The Commission has set the stage for development and implementation of an education trust as an important element to facilitate the success of its program to restructure the electric industry. Before developing a framework for a consumer education trust for electric service, let us look at two other trusts with similar aims, namely the Telecommunications Education Trust (T.E.T.) and the D.E.A.F. Trust.

Telecommunications Education Trust

On December 22, 1987, the Commission issued D. 87­12­067 which ordered Pacific Bell (Pacific) to create a trust fund called the Telecommunications Education Trust (T.E.T.). The T.E.T. was one of the programs the Commission ordered Pacific to establish to make restitution to ratepayers for abusive marketing tactics employed by the telephone company in selling certain telephone services. T.E.T. was established to further educational efforts and increase ratepayer understanding of the telecommunications system. Funding for T.E.T. was set by the Commission at $16.5M. The money was to be disbursed annually over a period of six years ($ 3M per year for five years; the remainder in the sixth year) to various community and consumeroriented groups and other organizations to implement certain outreach and educational projects. Trust funds were to be administered by a trustee (in this case, the trust department of a bank). A disbursements committee composed of DRA, Pacific, two consumer groups and the Public Advisor would meet annually to review applications for funds and decide which projects were to be funded.

The D.E.A.F. Trust

The second trust fund, the D.E.A.F. Trust Fund (the Trust), existed in various forms since the early 1980s, when state legislation mandated a fund be established to provide special equipment and communication services to deaf, hearing­impaired and disabled individuals. Funds were collected by placing a surcharge on intrastate telephone calls. In 1989, in response to complaints from various groups in the deaf and disabled communities, the Commission issued D. 89­05­060 (May 30, 1989). This decision completely reorganized the administrative structure of the Trust.

Prior to this decision, under the jurisdiction of the Commission, Pacific administered the Trust and performed its dayto­day activities. The decision created one administrative committee and two subcommittees, and ordered the administrative committee to open and staff a Trust office to handle day­to­day operations. Each committee had representatives from the various constituent consumer groups, as well as personnel from the telephone utilities (including the communications services provider) and Commission staff. The 1996 Budget for the D.E.A.F. Trust was approximately $44M.

---

Requests
- a) In the passage on education trusts, what amount did the Commission set as funding for the Telecommunications Education Trust?
- b) Revise the education trust passage starting at "The second trust" and ending at "of the Trust.", putting "fee" in place of "surcharge".
- c) Continue the passage on education trusts for the electric industry from the point where it stops.

Region annotation entries
---

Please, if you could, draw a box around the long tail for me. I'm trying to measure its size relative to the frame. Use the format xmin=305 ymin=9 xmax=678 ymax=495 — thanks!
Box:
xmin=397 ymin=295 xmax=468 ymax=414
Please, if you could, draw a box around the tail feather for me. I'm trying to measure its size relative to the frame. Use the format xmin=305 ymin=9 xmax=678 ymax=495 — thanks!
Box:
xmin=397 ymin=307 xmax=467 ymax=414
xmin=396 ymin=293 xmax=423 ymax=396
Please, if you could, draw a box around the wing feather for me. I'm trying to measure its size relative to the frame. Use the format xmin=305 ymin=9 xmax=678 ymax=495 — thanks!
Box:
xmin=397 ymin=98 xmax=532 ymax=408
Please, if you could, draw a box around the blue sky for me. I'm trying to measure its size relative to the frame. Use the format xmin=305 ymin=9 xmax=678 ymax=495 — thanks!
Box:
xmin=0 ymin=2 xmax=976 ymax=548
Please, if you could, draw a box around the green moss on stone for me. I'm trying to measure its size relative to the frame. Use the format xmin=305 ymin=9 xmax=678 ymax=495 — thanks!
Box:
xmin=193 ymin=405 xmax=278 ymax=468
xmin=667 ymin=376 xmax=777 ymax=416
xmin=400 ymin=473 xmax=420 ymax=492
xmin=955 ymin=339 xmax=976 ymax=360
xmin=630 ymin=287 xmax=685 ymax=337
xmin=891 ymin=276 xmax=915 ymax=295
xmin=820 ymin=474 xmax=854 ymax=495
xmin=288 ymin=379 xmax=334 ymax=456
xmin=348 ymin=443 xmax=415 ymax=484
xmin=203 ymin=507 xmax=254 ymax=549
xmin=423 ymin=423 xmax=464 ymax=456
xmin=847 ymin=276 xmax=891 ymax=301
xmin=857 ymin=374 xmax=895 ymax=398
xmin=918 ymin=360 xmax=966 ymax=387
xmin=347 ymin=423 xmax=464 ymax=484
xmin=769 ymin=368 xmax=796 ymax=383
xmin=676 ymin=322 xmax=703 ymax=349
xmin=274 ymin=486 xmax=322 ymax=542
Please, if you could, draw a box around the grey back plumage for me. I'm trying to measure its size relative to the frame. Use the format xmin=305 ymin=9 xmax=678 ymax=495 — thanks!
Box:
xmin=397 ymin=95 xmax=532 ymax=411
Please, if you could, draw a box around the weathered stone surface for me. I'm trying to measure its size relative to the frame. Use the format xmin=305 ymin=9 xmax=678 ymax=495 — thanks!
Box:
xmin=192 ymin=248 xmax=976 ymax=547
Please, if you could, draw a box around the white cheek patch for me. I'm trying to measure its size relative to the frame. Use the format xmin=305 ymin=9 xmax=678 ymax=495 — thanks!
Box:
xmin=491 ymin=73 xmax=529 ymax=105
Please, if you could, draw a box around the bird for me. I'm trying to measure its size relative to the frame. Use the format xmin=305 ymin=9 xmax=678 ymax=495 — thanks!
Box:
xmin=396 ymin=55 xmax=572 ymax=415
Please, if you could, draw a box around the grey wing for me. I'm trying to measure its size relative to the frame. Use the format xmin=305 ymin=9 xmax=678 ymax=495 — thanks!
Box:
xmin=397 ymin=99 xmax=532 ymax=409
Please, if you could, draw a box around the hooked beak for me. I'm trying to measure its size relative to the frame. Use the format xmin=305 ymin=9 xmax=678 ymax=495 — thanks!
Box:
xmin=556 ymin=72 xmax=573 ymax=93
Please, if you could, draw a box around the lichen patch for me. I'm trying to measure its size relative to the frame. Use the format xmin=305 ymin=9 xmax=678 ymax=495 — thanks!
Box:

---

Results of the tasks
- a) $16.5M

- b)
The second trust fund, the D.E.A.F. Trust Fund (the Trust), existed in various forms since the early 1980s, when state legislation mandated a fund be established to provide special equipment and communication services to deaf, hearing­impaired and disabled individuals. Funds were collected by placing a fee on intrastate telephone calls. In 1989, in response to complaints from various groups in the deaf and disabled communities, the Commission issued D. 89­05­060 (May 30, 1989). This decision completely reorganized the administrative structure of the Trust.

- c)
Comparison of T.E.T. and D.E.A.F. Trusts

The differences between the two trust funds are summarized below.

1. The T.E.T. was established to benefit all users of telecommunications services; the D.E.A.F. Trust was established to benefit only certain segments of the community.

2. The T.E.T. was funded as a result of a penalty levied on a utility by the Commission; the D.E.A.F. Trust was funded by a surcharge.

3. The T.E.T. was a temporary trust; the D.E.A.F. Trust is a Federally­mandated permanent fund.

4. The T.E.T. was established as a disbursement vehicle for restitution funds; the D.E.A.F. Trust is a subsidy.

5. Each T.E.T. Committee member had one vote; on the D.E.A.F. Trust subcommittees, certain parties were standing members only and were not permitted to vote.

The Electric Consumer Education Trust

The Electric Consumer Education Trust (ECET), (or whatever is may be called) is to be established to promote consumer education and understanding of forthcoming changes in the structure of the electric industry in California and to educate consumers about service options available to them in the newly competitive electric environment.

Such efforts could include, but not be limited to: mass media programs, educational forums and community outreach efforts, paid for by giving trust funds to selected groups. Special efforts should be made to target certain groups such as the elderly, low income and non­English speaking communities. DRA's experience in the restructuring of the telecommunications industry indicates these groups are targeted by unscrupulous companies and subjected to various forms of marketing abuse (i.e., "slamming" and "redlining").

How would the Trust be funded and administered?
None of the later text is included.